[Given request] Convert the lines starting at the line containing "Please trace the outline of every instance of the white ceiling." and ending at the line containing "12], [110, 16]]", both included, into a JSON list of strings with one string per line and blank lines omitted.

══ Data for the task ══

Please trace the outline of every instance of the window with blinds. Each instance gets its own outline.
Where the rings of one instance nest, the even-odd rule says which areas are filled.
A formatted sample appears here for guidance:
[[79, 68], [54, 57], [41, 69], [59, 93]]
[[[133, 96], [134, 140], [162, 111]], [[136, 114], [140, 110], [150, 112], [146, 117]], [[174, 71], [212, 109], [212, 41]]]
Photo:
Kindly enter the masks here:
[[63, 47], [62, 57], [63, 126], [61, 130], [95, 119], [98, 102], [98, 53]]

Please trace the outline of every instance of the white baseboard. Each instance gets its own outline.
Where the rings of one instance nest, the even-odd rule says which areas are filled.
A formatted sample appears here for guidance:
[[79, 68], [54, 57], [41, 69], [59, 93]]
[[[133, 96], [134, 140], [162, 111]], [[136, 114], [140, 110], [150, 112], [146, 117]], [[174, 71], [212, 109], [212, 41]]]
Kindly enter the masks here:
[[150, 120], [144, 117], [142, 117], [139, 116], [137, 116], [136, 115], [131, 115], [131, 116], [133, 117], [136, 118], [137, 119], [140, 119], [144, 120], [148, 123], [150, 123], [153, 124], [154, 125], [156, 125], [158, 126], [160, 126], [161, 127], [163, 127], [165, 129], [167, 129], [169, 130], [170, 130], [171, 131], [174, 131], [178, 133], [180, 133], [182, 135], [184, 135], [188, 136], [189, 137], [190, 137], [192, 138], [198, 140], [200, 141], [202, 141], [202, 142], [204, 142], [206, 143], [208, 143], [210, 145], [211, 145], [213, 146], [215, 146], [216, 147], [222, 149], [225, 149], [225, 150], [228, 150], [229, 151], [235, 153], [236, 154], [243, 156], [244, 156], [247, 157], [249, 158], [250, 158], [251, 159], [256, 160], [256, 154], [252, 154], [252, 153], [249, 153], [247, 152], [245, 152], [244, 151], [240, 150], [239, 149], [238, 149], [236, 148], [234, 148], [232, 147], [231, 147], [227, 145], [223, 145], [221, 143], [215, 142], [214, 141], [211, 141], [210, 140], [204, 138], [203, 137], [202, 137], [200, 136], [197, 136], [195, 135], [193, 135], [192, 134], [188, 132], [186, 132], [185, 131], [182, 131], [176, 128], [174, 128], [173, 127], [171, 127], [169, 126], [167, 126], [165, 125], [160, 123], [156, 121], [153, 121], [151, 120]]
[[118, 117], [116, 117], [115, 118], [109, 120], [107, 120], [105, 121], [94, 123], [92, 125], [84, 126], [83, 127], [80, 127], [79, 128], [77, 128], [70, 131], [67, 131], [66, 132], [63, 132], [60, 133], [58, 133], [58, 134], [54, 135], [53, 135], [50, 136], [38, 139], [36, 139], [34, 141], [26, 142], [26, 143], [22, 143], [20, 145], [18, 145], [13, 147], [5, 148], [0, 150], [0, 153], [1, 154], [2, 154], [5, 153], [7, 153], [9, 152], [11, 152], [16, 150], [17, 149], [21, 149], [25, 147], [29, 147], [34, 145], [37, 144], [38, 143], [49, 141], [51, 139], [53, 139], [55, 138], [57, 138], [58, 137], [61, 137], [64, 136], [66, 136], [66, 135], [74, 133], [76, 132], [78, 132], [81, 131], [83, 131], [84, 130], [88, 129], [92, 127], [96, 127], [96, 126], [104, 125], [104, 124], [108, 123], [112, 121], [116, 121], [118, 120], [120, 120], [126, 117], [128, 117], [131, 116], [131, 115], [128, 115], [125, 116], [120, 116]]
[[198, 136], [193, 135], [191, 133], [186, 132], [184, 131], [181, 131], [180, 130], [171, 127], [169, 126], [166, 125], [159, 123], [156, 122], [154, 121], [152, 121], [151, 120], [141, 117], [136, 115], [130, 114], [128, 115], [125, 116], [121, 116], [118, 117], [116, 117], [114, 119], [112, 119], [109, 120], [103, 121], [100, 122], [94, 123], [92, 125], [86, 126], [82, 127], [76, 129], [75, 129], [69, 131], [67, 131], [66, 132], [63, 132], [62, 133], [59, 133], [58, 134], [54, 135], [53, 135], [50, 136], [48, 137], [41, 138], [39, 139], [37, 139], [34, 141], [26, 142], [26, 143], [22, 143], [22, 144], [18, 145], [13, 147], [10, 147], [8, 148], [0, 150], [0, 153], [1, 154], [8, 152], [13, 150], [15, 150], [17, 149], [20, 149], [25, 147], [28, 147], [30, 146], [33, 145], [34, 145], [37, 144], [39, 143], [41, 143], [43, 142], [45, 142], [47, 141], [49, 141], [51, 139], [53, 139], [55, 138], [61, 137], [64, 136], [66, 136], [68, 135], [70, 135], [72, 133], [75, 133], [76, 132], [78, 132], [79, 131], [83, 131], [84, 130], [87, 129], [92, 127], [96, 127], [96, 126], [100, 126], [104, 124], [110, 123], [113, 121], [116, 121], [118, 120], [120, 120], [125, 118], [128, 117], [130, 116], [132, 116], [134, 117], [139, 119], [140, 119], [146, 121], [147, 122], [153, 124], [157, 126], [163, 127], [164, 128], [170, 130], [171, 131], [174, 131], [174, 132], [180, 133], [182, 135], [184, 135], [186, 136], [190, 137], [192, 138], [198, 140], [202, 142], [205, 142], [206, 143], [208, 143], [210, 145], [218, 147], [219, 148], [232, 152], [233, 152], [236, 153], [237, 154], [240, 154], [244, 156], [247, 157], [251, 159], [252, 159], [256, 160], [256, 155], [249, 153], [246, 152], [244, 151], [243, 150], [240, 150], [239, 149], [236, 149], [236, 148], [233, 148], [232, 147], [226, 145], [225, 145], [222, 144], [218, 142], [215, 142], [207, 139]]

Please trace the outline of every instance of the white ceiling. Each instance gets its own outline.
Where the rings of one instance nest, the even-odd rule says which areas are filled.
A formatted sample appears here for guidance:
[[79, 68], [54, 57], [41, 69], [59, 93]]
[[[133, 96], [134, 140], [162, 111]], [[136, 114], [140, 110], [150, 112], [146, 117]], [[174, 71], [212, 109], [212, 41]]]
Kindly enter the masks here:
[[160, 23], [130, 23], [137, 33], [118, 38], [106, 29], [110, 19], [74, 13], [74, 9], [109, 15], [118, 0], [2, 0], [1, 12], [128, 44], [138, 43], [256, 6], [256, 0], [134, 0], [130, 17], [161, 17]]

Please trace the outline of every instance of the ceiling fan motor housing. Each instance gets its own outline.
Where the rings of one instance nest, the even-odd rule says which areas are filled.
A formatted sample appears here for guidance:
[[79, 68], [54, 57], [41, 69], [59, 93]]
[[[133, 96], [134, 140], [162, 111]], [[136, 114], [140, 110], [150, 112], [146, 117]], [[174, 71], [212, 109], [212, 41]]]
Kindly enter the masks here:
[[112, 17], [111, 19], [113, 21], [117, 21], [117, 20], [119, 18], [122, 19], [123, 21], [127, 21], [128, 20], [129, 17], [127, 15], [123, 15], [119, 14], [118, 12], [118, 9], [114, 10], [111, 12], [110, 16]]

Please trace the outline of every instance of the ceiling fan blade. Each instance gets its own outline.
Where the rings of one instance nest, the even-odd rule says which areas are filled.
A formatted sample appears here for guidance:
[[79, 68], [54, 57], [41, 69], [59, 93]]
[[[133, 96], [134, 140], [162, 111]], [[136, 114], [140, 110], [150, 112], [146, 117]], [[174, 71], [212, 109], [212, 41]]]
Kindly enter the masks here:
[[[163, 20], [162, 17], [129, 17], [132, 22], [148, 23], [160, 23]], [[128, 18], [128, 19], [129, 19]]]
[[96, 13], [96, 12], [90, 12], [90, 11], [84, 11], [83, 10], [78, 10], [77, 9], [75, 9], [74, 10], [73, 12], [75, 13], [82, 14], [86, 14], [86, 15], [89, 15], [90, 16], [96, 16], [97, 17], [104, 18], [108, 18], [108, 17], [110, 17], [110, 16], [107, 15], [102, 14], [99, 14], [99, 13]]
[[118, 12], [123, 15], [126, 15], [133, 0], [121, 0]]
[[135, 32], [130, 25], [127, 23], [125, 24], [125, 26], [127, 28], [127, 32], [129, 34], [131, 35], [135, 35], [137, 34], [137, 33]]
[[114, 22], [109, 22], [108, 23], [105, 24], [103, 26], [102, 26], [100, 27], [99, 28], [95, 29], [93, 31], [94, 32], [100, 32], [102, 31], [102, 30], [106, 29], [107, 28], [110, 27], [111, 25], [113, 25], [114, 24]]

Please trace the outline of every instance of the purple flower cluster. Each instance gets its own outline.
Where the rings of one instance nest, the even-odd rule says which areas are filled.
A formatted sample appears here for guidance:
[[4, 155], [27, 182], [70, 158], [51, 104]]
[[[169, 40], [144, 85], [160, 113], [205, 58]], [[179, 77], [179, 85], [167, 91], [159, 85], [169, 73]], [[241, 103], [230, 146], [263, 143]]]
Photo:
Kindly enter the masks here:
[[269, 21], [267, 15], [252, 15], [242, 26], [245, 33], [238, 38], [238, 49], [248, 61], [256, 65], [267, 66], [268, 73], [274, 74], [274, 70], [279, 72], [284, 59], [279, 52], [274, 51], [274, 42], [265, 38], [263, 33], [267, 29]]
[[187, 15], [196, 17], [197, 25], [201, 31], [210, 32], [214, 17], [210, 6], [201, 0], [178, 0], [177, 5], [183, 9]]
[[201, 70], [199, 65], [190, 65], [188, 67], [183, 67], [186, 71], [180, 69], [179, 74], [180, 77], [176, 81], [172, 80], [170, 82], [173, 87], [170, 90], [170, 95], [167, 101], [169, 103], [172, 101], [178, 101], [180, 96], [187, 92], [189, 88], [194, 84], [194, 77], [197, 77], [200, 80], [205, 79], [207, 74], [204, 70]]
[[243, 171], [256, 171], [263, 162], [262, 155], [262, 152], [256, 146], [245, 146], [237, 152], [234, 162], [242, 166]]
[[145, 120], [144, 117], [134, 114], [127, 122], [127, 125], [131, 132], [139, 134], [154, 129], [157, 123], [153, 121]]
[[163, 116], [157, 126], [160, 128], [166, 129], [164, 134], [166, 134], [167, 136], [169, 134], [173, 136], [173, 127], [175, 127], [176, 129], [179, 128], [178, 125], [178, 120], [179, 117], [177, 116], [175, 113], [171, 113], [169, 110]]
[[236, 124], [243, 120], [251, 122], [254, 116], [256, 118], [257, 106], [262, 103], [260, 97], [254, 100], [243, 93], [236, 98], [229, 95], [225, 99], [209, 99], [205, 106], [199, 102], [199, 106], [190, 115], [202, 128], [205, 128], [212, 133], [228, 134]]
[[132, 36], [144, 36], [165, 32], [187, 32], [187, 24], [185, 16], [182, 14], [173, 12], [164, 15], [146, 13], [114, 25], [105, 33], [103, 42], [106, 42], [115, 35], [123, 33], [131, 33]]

═══

[Response to this task]
[
  "Please trace the outline of every instance of the white ceiling. Each instance gets its own outline.",
  "Where the rings of one instance nest, the even-odd rule says which areas are filled.",
  "A formatted sample appears here for guidance:",
  "[[79, 68], [54, 57], [41, 69], [59, 93]]",
  "[[[133, 96], [134, 140], [162, 111]], [[136, 114], [140, 110], [150, 112], [146, 117]], [[174, 71], [212, 109], [212, 41]]]",
  "Kindly enter the masks here:",
  "[[160, 23], [130, 23], [137, 33], [118, 38], [106, 29], [110, 19], [74, 13], [74, 9], [109, 15], [118, 0], [2, 0], [1, 12], [128, 44], [138, 43], [256, 6], [256, 0], [134, 0], [130, 17], [161, 17]]",
  "Please trace the outline of every instance of the ceiling fan motor housing. Each instance gets its own outline.",
  "Where the rings of one instance nest, the even-odd rule says which areas are filled.",
  "A formatted sample appears here for guidance:",
  "[[79, 68], [54, 57], [41, 69], [59, 93]]",
  "[[[133, 96], [134, 140], [162, 111]], [[136, 114], [140, 110], [150, 112], [146, 117]], [[174, 71], [212, 109], [212, 41]]]",
  "Kindly enter the masks here:",
  "[[112, 17], [111, 19], [113, 21], [117, 21], [117, 20], [119, 18], [122, 19], [123, 21], [127, 21], [128, 20], [129, 17], [127, 15], [123, 15], [119, 14], [118, 12], [118, 9], [114, 10], [111, 12], [110, 16]]"
]